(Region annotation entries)
>>
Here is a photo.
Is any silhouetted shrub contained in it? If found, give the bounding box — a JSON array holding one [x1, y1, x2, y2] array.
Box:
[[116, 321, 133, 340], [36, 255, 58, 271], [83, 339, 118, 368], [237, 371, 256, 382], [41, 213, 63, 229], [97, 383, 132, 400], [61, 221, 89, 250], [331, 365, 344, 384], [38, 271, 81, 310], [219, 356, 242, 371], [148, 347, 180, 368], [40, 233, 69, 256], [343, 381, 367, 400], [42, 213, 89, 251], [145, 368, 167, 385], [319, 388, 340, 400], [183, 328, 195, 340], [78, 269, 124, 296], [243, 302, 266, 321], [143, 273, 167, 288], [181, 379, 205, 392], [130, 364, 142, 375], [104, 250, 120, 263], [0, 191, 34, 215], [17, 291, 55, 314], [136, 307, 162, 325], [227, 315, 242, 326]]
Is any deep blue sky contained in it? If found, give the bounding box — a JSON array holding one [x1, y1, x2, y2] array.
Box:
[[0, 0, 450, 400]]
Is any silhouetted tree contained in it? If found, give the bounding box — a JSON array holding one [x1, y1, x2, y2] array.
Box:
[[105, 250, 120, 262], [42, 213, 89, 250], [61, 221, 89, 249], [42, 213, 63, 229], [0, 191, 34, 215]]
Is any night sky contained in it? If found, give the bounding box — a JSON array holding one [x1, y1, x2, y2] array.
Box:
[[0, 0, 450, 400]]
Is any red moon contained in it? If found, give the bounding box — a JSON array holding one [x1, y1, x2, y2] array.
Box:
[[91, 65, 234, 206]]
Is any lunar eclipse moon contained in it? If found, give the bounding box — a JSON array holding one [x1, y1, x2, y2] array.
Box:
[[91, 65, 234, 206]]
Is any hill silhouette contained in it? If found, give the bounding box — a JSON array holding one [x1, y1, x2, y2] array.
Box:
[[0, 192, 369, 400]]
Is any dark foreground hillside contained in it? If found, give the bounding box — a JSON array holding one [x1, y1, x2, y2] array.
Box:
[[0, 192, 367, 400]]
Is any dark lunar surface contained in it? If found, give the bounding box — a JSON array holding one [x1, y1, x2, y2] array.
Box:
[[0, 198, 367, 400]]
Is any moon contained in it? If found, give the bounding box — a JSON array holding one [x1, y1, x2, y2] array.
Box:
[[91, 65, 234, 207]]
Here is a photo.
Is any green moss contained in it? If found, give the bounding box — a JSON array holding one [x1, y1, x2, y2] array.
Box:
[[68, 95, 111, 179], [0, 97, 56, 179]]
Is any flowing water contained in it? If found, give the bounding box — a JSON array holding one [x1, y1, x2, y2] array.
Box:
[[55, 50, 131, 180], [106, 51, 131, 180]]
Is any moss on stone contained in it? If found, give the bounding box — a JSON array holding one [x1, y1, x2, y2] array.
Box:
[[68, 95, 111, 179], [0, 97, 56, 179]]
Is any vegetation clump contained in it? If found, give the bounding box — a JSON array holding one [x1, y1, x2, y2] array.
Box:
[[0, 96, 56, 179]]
<<
◆ **JOB**: Duplicate the lines above exactly, from the first to the last.

◆ **WORKED ANSWER**:
Here is a photo.
Is any silhouetted shrub contained in it? If found, give the bounding box — a JSON array holding one [x1, y1, x2, y2] array.
Box:
[[116, 321, 133, 340], [36, 255, 58, 271], [83, 339, 118, 368], [237, 371, 256, 382], [41, 213, 63, 229], [97, 383, 132, 400], [61, 221, 89, 250], [331, 365, 344, 384], [38, 271, 81, 310], [219, 356, 242, 371], [148, 347, 180, 368], [40, 233, 69, 256], [343, 381, 367, 400], [42, 213, 89, 251], [145, 368, 167, 385], [319, 388, 340, 400], [183, 328, 195, 340], [78, 269, 124, 296], [243, 302, 266, 321], [143, 273, 167, 288], [181, 379, 205, 392], [130, 364, 142, 375], [104, 250, 120, 263], [0, 191, 34, 215], [17, 291, 55, 314], [136, 307, 162, 325], [227, 315, 242, 326]]
Is any deep blue sky contained in it? If found, give the bounding box — a JSON array holding one [x1, y1, x2, y2] array.
Box:
[[0, 0, 450, 400]]
Is any silhouetted tree contained in it? If found, give the bounding box — a JSON array holding one [x1, y1, x2, y2] array.
Box:
[[105, 250, 120, 262], [42, 213, 89, 250], [61, 221, 89, 249], [42, 213, 63, 229], [0, 191, 34, 215]]
Is any night sky contained in it? If found, give the bounding box — a JSON array holding one [x1, y1, x2, y2] array.
Box:
[[0, 0, 450, 400]]
Is any red moon contained in it? If found, give the bounding box — a JSON array holding one [x1, y1, x2, y2] array.
Box:
[[91, 65, 234, 206]]
Is any lunar eclipse moon contained in it? If found, give the bounding box — a JSON array holding one [x1, y1, x2, y2] array.
Box:
[[91, 65, 234, 206]]
Is any hill silhouette contained in it? If found, give the bounding box — a JSON array holding one [x1, y1, x2, y2] array.
Box:
[[0, 192, 369, 400]]
Is any dark foreground hillside contained in it? If found, give the bounding box — a JSON array holding one [x1, y1, x2, y2] array.
Box:
[[0, 192, 367, 400]]
Is any dark lunar surface contained in it? If found, give the bounding box — a JSON array holding one [x1, y1, x2, y2] array.
Box:
[[0, 198, 367, 400]]
Is any moon contained in it? If found, give the bounding box — a JSON array holding one [x1, y1, x2, y2] array.
Box:
[[91, 65, 234, 207]]
Here is a photo.
Is any green moss contained in it? If found, give the bounding box — a JSON array holding one [x1, y1, x2, y2] array.
Box:
[[68, 95, 111, 179], [0, 97, 56, 179]]
Is any flowing water contained in it? If found, give the bounding box — a JSON array holding one [x1, y1, x2, y2] array.
Box:
[[55, 50, 131, 180], [106, 51, 131, 180]]
Is any moss on stone contained in it? If found, give the bounding box — a JSON array holding one [x1, y1, x2, y2] array.
Box:
[[68, 95, 111, 179], [0, 97, 56, 179]]
Is any vegetation clump contained in it? If found, give the bounding box — a JSON array holding one [x1, y1, x2, y2] array.
Box:
[[0, 96, 56, 179]]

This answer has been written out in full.